What the task requires
If anything in the data looks odd, keep it anyway and write the whole listing out unchanged.

Dataset extract
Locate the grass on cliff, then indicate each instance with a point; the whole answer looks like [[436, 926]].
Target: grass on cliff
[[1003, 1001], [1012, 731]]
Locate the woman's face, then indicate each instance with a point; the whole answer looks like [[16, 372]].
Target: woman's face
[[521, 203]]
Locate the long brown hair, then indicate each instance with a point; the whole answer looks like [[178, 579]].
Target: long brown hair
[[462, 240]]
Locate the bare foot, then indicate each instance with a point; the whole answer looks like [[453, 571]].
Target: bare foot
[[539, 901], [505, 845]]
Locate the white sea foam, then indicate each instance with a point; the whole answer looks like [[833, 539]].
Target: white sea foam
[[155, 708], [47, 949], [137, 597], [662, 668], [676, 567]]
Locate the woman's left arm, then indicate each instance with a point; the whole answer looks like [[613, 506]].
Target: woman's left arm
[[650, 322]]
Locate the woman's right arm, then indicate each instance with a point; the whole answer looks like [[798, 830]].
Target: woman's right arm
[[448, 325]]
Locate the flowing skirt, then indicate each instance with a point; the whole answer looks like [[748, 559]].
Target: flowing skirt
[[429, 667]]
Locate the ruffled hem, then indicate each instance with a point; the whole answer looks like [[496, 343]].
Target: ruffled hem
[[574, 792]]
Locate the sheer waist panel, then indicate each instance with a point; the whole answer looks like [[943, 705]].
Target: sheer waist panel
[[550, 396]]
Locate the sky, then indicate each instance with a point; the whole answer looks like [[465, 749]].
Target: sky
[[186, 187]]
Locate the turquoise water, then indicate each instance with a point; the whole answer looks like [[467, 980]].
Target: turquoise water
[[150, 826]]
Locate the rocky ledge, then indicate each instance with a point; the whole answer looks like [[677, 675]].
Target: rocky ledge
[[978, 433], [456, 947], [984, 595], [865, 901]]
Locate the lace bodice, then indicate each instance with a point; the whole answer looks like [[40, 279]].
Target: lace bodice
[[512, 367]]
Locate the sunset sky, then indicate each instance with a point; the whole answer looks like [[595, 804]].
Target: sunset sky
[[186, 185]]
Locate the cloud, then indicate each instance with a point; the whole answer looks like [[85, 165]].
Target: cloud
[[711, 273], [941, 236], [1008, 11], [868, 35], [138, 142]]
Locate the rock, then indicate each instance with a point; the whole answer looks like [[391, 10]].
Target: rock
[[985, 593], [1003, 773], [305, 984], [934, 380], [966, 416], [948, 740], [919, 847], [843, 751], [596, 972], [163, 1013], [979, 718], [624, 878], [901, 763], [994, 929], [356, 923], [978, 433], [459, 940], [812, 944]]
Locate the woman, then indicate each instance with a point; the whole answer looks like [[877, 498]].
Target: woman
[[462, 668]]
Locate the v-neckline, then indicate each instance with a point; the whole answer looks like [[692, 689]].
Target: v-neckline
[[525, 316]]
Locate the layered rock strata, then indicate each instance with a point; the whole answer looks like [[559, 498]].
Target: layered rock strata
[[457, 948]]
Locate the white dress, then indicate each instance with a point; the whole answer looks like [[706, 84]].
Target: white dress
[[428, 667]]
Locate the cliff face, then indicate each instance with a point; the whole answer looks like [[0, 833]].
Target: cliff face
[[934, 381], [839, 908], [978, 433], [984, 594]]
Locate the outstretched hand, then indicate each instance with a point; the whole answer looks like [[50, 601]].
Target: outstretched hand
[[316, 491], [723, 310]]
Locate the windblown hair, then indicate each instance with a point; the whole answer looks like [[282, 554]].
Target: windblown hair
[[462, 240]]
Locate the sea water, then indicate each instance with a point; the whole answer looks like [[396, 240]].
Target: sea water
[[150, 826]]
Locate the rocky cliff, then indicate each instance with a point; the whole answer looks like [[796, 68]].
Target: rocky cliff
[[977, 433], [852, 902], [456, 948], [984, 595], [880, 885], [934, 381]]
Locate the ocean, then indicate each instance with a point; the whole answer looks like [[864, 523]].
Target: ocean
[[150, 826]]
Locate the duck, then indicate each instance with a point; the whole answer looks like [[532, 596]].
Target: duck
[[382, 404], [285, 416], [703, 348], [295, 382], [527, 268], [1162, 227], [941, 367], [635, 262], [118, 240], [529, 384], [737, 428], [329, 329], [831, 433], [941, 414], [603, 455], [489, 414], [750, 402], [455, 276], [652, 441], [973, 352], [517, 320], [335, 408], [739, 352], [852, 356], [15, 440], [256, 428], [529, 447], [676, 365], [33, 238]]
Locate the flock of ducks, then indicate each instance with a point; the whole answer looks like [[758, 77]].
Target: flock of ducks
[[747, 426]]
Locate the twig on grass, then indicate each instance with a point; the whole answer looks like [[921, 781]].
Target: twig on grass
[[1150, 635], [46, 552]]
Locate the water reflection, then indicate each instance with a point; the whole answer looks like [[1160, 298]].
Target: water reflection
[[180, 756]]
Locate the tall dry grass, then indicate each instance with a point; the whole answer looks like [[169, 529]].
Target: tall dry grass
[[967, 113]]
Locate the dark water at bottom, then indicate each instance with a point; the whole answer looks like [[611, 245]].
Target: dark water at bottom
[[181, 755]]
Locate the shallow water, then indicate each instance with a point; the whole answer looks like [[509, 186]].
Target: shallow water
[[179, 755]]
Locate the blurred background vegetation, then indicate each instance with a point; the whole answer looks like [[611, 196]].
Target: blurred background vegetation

Task solution
Locate the grass on cliff, then indicate each instance with a point; the whole answer looks like [[436, 926]].
Target: grass on cliff
[[1003, 1001], [1012, 731]]
Locate the woman's face, then indicate each instance with a point; the whole answer looks like [[16, 372]].
Target: woman's face
[[521, 203]]
Locate the long brown hair, then indicate each instance with a point; the whole answer looks like [[178, 579]].
Target: long brown hair
[[462, 240]]
Locate the bare foot, then indicate each instance with a point; the whole answer looks like [[453, 571]].
Target: bare foot
[[539, 901], [505, 845]]
Locate the white sea foam, then indicate each instance with a point; the whole answer looks like [[833, 539]].
Target: white sea foam
[[155, 708], [47, 949], [137, 597], [662, 668], [676, 567]]
Locate the woman's left arm, then indicate each instance with a point; the whole answer looks like [[613, 506]].
Target: woman's left arm
[[650, 322]]
Locate the woman's right arm, then indicate each instance with a point; the whole answer looks like [[798, 830]].
Target: woman's right arm
[[448, 325]]
Locate the flowing skirt, then indicate each instance with a point; the whole answer looks like [[748, 559]].
Target: flowing skirt
[[429, 667]]
Locate the ruffled hem, then indicate each instance with a point; the whole answer looks like [[496, 343]].
Target: ruffled hem
[[574, 792]]
Locate the sheer waist panel, then indicate each instance with a point; the whole answer looks like [[943, 705]].
Target: sheer waist panel
[[550, 396]]
Locate the sky, then indicate each instance with a point; the whole answer looks like [[465, 749]].
Target: sky
[[186, 187]]
Locate the turquoise water, then indicate each instance with a point; the whole answer looks like [[467, 980]].
Target: turquoise water
[[150, 826]]
Locate the rocky ledge, then indicate each instance with a point; the whole answer looks like [[677, 675]].
Target: rocky ledge
[[978, 433], [456, 947], [984, 595], [865, 901]]
Locate the lace bodice, then indicate each instance with a point; the whole answer looks like [[40, 279]].
Target: lace bodice
[[512, 367]]
Locate the sunset sky, then indicate each instance with a point; the whole answer looks like [[595, 804]].
Target: sunset sky
[[186, 185]]
Locate the cloud, then indicate each instance with a point; the whole answer looks like [[85, 165]].
Target: cloud
[[711, 273], [941, 236], [1008, 11], [868, 35], [138, 142]]
Locate the rock, then indicate each instance with a point; the whole answer looks like [[391, 10]].
Target: rock
[[985, 593], [1003, 773], [305, 984], [934, 380], [966, 416], [948, 740], [919, 847], [843, 751], [596, 972], [163, 1013], [979, 718], [624, 878], [901, 763], [994, 929], [356, 923], [978, 433], [459, 940], [812, 944]]
Locate the woman, then indicate each instance with a point; the whole answer looks like [[877, 498]].
Target: woman
[[462, 668]]
Locate the v-neckline, then indicate each instance with a point; the whole answer looks like [[692, 689]].
Target: v-neckline
[[525, 316]]
Locate the layered rock strata, then indicate each instance with a point; the whole answer looks like [[559, 498]].
Target: layered rock strata
[[457, 948]]
Locate the white dress, then indicate each instance with a point; the whole answer looks like [[706, 84]].
Target: white dress
[[428, 667]]
Locate the cliff face, then indicate each instance with a point; the whole answer looks like [[0, 833]].
Target: cliff face
[[934, 381], [839, 908], [978, 433], [984, 594]]
Locate the outstretched hand, then indicate each instance with a point; the whole answer looks like [[50, 601]].
Target: outstretched hand
[[316, 491], [723, 310]]
Locate the windblown hair, then indicate each instance with a point; the whole answer looks like [[282, 554]].
Target: windblown hair
[[462, 240]]
Locate the sea water, then indicate each instance with a point; the whole answer looks like [[396, 240]].
Target: sea water
[[150, 826]]
Locate the rocky cliff, then indicate each instance with a point; the whole answer looks like [[796, 68]].
Target: rocky cliff
[[977, 433], [852, 902], [456, 948], [984, 595], [880, 885], [934, 381]]
Locate the ocean, then indicate each instance with a point; the whole answer looks like [[864, 523]].
Target: ocean
[[150, 826]]
Locate the duck, then indicate each instance with a point; the whole answer looks like [[532, 596]].
Target: duck
[[382, 404], [285, 416], [703, 348], [295, 382], [527, 268], [1162, 227], [941, 367], [635, 262], [118, 240], [529, 384], [737, 428], [329, 329], [831, 433], [941, 414], [603, 455], [489, 414], [750, 402], [455, 276], [652, 441], [973, 352], [517, 320], [335, 408], [739, 352], [852, 356], [15, 440], [256, 428], [529, 447], [676, 365], [33, 238]]
Locate the flock of ducks, then indicate each instance with a point; the whole answer looks like [[758, 77]].
Target: flock of ducks
[[747, 426]]
Locate the twig on grass, then indicate each instance with a point; the whole answer looks like [[921, 781]].
Target: twig on grass
[[1150, 635], [46, 552]]
Locate the water reflection, then indicate each instance with a point; the whole answer looks like [[1160, 298]].
Target: water reflection
[[180, 756]]
Locate the tall dry grass, then indicate each instance with a point; the whole answer looks like [[169, 529]].
Target: tall dry grass
[[967, 113]]
Locate the dark water at bottom, then indicate each instance with a point; the whole answer looks like [[611, 245]].
Target: dark water at bottom
[[181, 755]]
Locate the shallow water, then indicate each instance with a point; the whole answer looks like [[509, 186]].
Target: shallow water
[[179, 755]]
Locate the blurred background vegetation, then indicate each instance with a point; the whole answer looks like [[611, 196]].
Target: blurred background vegetation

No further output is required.